_The request_:
All of the records listed below should be retyped exactly.

* Begin *

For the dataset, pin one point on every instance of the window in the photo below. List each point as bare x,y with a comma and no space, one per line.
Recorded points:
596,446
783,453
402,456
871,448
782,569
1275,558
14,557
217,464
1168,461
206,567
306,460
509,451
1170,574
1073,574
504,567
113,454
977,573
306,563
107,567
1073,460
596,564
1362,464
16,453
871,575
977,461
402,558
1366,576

* End *

_Correct output_:
For the dataset, pin one point on every instance of the window in the photo below. List each point as bare x,y with a comma and no space, one per line.
Recorded points:
596,446
783,453
402,456
871,448
782,569
1275,558
14,557
217,464
1168,461
206,567
306,460
509,451
1170,574
1073,574
504,567
113,454
977,573
306,563
107,567
1073,460
596,564
1362,464
16,453
871,575
977,461
402,558
1366,576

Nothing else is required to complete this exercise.